BEGIN Input data
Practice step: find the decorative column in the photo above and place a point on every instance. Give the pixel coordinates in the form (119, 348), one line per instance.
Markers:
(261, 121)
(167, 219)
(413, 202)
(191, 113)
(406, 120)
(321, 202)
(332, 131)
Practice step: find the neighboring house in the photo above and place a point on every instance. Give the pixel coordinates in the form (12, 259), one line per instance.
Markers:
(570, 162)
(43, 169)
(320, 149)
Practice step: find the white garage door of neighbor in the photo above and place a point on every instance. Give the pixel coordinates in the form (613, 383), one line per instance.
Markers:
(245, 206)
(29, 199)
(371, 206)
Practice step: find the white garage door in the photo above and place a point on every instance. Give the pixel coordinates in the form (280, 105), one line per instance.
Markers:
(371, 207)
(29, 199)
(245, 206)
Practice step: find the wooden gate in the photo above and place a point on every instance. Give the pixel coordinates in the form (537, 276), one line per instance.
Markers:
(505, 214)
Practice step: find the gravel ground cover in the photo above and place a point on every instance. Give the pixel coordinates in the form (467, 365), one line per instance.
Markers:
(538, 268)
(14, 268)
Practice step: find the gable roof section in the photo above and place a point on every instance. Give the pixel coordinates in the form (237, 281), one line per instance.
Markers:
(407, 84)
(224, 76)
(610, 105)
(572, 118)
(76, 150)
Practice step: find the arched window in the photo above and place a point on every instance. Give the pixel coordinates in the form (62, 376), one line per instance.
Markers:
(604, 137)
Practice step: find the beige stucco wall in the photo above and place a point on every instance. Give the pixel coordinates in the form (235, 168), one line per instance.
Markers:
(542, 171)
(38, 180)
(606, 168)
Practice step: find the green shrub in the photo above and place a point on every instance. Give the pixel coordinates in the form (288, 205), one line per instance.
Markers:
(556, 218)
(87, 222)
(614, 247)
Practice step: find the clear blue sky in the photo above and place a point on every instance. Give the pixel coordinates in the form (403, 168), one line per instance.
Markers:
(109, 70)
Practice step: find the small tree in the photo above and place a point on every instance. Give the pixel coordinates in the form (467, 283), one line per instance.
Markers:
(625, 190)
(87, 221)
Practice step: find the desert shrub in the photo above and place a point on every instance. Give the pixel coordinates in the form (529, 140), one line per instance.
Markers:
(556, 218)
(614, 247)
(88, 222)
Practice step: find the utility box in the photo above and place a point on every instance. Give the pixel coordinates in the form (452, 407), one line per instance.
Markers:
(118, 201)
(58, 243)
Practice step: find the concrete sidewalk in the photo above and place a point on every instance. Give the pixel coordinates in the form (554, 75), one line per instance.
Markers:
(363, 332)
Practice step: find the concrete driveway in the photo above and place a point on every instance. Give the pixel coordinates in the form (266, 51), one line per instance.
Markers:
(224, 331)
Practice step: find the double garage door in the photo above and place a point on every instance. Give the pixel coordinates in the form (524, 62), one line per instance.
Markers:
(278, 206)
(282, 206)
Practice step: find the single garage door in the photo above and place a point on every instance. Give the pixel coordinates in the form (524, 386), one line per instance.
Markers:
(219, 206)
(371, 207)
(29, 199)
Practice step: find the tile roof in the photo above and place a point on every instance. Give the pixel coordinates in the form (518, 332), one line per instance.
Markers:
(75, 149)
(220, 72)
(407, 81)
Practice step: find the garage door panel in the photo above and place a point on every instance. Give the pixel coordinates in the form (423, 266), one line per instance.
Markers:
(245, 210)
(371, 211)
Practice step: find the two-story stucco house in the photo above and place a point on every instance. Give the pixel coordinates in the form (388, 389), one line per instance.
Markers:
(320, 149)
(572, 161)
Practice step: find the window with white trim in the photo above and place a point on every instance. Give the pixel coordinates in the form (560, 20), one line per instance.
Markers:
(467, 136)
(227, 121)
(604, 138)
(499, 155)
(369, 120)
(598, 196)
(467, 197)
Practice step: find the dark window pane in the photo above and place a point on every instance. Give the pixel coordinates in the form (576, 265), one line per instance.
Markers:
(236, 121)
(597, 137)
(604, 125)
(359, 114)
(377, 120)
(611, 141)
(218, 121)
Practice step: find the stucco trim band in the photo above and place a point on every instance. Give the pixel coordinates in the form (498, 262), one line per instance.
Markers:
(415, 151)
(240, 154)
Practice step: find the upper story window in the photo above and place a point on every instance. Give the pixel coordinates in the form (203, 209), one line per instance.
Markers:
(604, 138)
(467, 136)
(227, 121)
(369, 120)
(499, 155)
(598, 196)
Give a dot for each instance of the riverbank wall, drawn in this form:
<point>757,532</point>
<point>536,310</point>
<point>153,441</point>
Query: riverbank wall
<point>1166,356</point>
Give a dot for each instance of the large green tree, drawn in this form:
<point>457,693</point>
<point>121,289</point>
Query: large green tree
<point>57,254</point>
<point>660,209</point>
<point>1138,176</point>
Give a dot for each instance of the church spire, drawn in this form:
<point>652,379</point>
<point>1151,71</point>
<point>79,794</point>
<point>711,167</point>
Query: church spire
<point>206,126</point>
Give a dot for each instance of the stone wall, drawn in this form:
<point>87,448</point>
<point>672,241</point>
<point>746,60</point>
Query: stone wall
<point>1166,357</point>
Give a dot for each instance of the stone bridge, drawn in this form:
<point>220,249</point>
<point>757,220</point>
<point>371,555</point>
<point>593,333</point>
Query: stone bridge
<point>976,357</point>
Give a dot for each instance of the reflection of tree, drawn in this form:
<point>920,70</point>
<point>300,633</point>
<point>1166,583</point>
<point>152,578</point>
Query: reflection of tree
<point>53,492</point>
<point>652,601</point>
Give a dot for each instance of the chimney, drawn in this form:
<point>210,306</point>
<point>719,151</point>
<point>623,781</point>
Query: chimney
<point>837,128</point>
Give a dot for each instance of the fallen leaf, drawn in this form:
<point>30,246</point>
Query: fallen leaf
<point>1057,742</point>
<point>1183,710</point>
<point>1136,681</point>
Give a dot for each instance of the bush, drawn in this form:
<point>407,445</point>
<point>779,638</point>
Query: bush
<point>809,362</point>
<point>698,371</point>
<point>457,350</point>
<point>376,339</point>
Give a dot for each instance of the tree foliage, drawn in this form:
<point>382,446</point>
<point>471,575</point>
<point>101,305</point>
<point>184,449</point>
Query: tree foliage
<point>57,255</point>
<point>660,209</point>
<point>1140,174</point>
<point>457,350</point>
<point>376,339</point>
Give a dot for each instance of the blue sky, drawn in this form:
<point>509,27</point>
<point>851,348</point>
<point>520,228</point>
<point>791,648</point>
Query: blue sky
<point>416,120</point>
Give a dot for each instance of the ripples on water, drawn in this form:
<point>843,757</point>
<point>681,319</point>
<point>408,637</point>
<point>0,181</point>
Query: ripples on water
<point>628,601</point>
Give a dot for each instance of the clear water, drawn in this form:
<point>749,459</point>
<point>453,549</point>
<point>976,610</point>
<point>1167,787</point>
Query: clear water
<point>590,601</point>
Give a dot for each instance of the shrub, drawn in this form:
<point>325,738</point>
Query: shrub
END Input data
= Required work =
Every entry shown above is to be written out exactly.

= Result of the task =
Practice step: find the decorative column in the photo above and place a point on every instance. Give the pixel coordinates in the form (119, 348), one line per instance.
Markers:
(261, 121)
(167, 219)
(413, 202)
(191, 113)
(406, 120)
(321, 202)
(332, 131)
Practice step: find the neighboring house in the photo above and place a point on every instance. Give the pixel coordinates in the form (12, 259), one line per instance.
Markers:
(570, 162)
(43, 169)
(320, 149)
Practice step: find the white garage door of neighbor in the photo above and place a point on every instance. Give the pixel coordinates in the form (613, 383), one line per instance.
Markers:
(245, 206)
(29, 199)
(371, 206)
Practice step: find the white garage door in the photo above and place a point on every instance. Give the pixel coordinates in the form (280, 105), one line per instance.
Markers:
(371, 207)
(29, 199)
(245, 206)
Practice step: find the wooden gate in the photo above and place a point on every instance. Give the pixel coordinates in the form (537, 276), one line per instance.
Markers:
(505, 214)
Practice step: find the gravel ground cover in the photo above and place a point on every instance. Give the pixel coordinates in the form (467, 365), one line per instance.
Markers:
(538, 268)
(14, 268)
Practice step: find the gable roof section in the photo above and place a point on every instance. Give the pixel coordinates in the form (237, 281), one line per instance.
Markers:
(407, 84)
(224, 76)
(610, 105)
(572, 118)
(76, 150)
Practice step: find the arched window in the photo above and place a point on every instance. Give the pixel coordinates in the form (62, 376), one line per instance.
Markers:
(604, 137)
Practice step: find the beige stucco wall in the photo above and place a point on every instance. Give the pixel coordinates in the form (235, 168), one line per instance.
Markers:
(542, 171)
(38, 180)
(606, 168)
Practice step: find the green shrub in the photo above and place a point on every instance. Give the pixel coordinates in the form (288, 205), one line per instance.
Markers:
(556, 218)
(87, 222)
(614, 247)
Practice step: find the clear blue sky in the photo above and place a point on every instance. Give the pixel coordinates in the form (403, 168), one line per instance.
Markers:
(109, 70)
Practice step: find the small tree in the photo above and place a point on every instance. Give the pixel coordinates in the form (467, 283), one line per instance.
Markers:
(625, 190)
(87, 221)
Practice step: find the desert shrub in the photo above and place a point on every instance. Give the pixel coordinates in the form (529, 140), one line per instance.
Markers:
(556, 218)
(614, 247)
(88, 222)
Practice step: find the utility box in the photo above and place a point on every instance. Give the pixel coordinates in the form (452, 407), one line per instance.
Markers:
(118, 201)
(58, 243)
Practice step: find the concrete sidewalk in the photo above and place a point on every instance. Give the pixel coordinates in the form (554, 75), one line per instance.
Markers:
(363, 332)
Practice step: find the concrete driveway in the photo above and place a point on every instance. Give the pixel coordinates in the form (266, 51), one line per instance.
Markers:
(224, 331)
Practice step: find the double garage door in the photo above and place a point on every instance. Give the pixel coordinates in the form (524, 62), one line per instance.
Markers:
(278, 206)
(282, 206)
Practice step: find the single garage door in the photo above and place a point on every instance. Give the pixel coordinates in the form (524, 386), one line per instance.
Markers:
(219, 206)
(371, 207)
(29, 199)
Practice step: find the tile roof in the photo above and place a point on every instance. Give the pixel coordinates in the form (518, 332), one line per instance.
Markers:
(75, 149)
(220, 72)
(407, 81)
Practice step: find the garage door panel in the photo above and place a point on every instance. Give the pixel coordinates in the form (423, 266), one line per instance.
Markers:
(245, 210)
(371, 211)
Practice step: find the two-story stucco house in the photo above and place a point on every instance. Give the pixel coordinates in the form (388, 389), one line per instance.
Markers:
(320, 149)
(572, 161)
Practice step: find the window with white trim in the photo above and place a point on every instance. Give the pixel coordinates in the form (560, 20), one line per instance.
Markers:
(467, 136)
(227, 121)
(604, 138)
(499, 155)
(369, 120)
(598, 196)
(467, 197)
Practice step: find the dark window pane in the photo above and place a point on every instance. Give the pixel coordinates in the form (576, 265), one line per instance.
Markers:
(236, 121)
(597, 137)
(604, 125)
(359, 114)
(377, 120)
(611, 141)
(218, 121)
Practice step: find the stucco trim band in the photo above and place a point on every instance. Give the pixel coordinates in the form (498, 262), one line per instance.
Markers:
(415, 151)
(240, 154)
Practice step: find the upper story window in the photo above and place a point on every instance. Give the pixel coordinates in the form (203, 209), one line per instance.
Markers:
(604, 138)
(467, 136)
(227, 121)
(369, 120)
(499, 155)
(598, 196)
Give a dot for each instance of the riverbank wall, drawn in this form:
<point>757,532</point>
<point>536,310</point>
<point>153,441</point>
Query: riverbank wall
<point>1166,356</point>
Give a dot for each instance of the large green tree, drawn in this form:
<point>457,693</point>
<point>121,289</point>
Query: large green tree
<point>57,254</point>
<point>660,209</point>
<point>1138,176</point>
Give a dot for each instance of the church spire, drawn in this form:
<point>652,379</point>
<point>1151,71</point>
<point>79,794</point>
<point>711,167</point>
Query: church spire
<point>206,126</point>
Give a dot for each instance of the stone wall, drawn in this form:
<point>87,448</point>
<point>672,241</point>
<point>746,60</point>
Query: stone wall
<point>1166,357</point>
Give a dot for each instance of the stone bridge, drawn in this form:
<point>220,249</point>
<point>757,220</point>
<point>371,555</point>
<point>593,333</point>
Query: stone bridge
<point>976,357</point>
Give a dot for each instance of the reflection of tree, drawn in this form:
<point>920,70</point>
<point>300,633</point>
<point>1166,583</point>
<point>152,578</point>
Query: reflection of tree
<point>53,492</point>
<point>652,601</point>
Give a dot for each instance of the chimney, drawn in this form:
<point>210,306</point>
<point>719,151</point>
<point>623,781</point>
Query: chimney
<point>837,128</point>
Give a dot for each instance of the fallen leaf, drawn in this form:
<point>30,246</point>
Query: fallen leaf
<point>1057,742</point>
<point>1183,710</point>
<point>1136,681</point>
Give a dot for each instance of the bush, drawn in this form:
<point>407,445</point>
<point>779,638</point>
Query: bush
<point>809,362</point>
<point>698,371</point>
<point>457,350</point>
<point>376,339</point>
Give a dot for each instance of the tree foliage, drawn in this form:
<point>382,446</point>
<point>471,575</point>
<point>101,305</point>
<point>184,449</point>
Query: tree foliage
<point>57,255</point>
<point>660,209</point>
<point>1140,174</point>
<point>457,350</point>
<point>376,339</point>
Give a dot for each instance of the blue sky, drawn in this form:
<point>509,27</point>
<point>851,348</point>
<point>520,228</point>
<point>791,648</point>
Query: blue sky
<point>416,120</point>
Give a dot for each instance of the ripples on water, drawn in this form:
<point>843,757</point>
<point>681,319</point>
<point>408,637</point>
<point>0,181</point>
Query: ripples on water
<point>628,601</point>
Give a dot for each instance of the clear water, drawn in this form:
<point>749,459</point>
<point>453,549</point>
<point>976,610</point>
<point>1167,787</point>
Query: clear water
<point>590,601</point>
Give a dot for each instance of the shrub, drawn in this form:
<point>325,738</point>
Query: shrub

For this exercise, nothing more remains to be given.